## Problem
Pull out every line of the listing below that contains the string "wall" and copy each one unchanged.

** BEGIN Information shown **

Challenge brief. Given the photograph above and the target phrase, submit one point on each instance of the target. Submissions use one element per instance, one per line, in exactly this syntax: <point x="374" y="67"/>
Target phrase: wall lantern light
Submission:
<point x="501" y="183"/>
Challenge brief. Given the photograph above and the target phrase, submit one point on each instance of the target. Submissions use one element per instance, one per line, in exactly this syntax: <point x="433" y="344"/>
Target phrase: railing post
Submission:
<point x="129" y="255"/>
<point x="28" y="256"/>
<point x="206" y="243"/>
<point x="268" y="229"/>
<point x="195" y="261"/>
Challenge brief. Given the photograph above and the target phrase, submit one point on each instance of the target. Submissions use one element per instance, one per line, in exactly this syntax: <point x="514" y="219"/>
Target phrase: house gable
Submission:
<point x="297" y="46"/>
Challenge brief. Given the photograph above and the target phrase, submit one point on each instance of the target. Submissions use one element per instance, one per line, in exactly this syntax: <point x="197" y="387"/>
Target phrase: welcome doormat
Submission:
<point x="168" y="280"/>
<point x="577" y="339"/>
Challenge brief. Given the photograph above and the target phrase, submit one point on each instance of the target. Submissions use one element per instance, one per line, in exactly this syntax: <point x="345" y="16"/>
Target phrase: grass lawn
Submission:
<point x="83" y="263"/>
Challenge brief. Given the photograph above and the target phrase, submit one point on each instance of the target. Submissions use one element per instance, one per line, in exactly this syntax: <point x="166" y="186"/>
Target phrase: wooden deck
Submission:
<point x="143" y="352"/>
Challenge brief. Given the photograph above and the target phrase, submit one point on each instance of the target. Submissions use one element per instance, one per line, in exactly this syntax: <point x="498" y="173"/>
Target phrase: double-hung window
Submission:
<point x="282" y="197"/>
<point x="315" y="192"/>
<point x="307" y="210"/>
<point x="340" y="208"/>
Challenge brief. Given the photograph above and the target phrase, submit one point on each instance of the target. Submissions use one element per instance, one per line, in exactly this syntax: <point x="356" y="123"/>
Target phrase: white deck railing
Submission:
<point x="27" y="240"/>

** END Information shown **
** BEGIN Information shown **

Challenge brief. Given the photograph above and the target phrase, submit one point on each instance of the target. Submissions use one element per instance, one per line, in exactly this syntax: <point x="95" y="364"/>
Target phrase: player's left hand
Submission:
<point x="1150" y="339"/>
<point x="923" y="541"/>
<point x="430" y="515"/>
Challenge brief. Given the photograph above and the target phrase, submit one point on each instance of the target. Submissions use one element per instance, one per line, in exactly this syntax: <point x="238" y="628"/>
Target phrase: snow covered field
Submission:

** END Information shown **
** BEGIN Information shown **

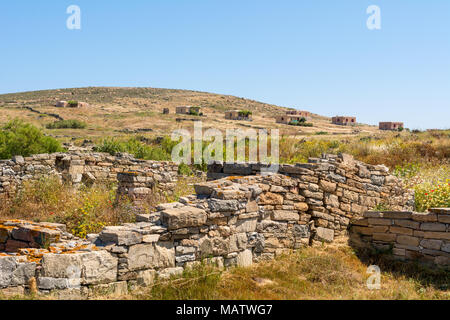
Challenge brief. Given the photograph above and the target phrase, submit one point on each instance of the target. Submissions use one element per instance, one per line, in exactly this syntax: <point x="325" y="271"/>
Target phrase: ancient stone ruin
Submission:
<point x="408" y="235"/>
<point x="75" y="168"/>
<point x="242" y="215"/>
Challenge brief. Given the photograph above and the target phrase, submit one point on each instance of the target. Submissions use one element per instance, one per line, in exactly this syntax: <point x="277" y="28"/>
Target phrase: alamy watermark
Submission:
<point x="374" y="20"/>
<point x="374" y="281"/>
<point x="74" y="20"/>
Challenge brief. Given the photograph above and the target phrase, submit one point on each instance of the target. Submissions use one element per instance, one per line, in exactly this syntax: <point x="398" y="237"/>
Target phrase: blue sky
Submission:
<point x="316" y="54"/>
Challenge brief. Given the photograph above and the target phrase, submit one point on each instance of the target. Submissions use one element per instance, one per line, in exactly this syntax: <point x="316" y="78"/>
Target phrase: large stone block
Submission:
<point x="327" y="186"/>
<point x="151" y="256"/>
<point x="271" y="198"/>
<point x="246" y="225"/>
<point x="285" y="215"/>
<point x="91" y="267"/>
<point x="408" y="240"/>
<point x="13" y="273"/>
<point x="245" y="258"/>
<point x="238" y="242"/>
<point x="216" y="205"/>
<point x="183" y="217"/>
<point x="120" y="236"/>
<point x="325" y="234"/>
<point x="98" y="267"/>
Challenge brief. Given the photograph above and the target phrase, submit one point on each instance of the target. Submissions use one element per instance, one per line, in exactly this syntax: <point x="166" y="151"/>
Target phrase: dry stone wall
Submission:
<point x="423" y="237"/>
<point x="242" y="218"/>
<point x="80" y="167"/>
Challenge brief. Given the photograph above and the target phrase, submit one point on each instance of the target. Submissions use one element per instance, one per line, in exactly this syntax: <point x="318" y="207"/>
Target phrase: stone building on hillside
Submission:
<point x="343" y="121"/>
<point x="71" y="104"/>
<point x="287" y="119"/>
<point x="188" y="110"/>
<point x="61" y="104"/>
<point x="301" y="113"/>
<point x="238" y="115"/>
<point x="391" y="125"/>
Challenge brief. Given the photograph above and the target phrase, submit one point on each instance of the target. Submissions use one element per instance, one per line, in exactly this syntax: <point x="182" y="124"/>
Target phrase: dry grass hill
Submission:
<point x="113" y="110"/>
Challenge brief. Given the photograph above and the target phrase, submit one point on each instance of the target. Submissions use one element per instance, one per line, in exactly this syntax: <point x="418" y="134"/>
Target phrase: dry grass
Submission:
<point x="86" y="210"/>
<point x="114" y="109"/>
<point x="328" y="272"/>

** END Information shown **

## The response
Target phrase: wall lantern light
Target phrase: dry stone wall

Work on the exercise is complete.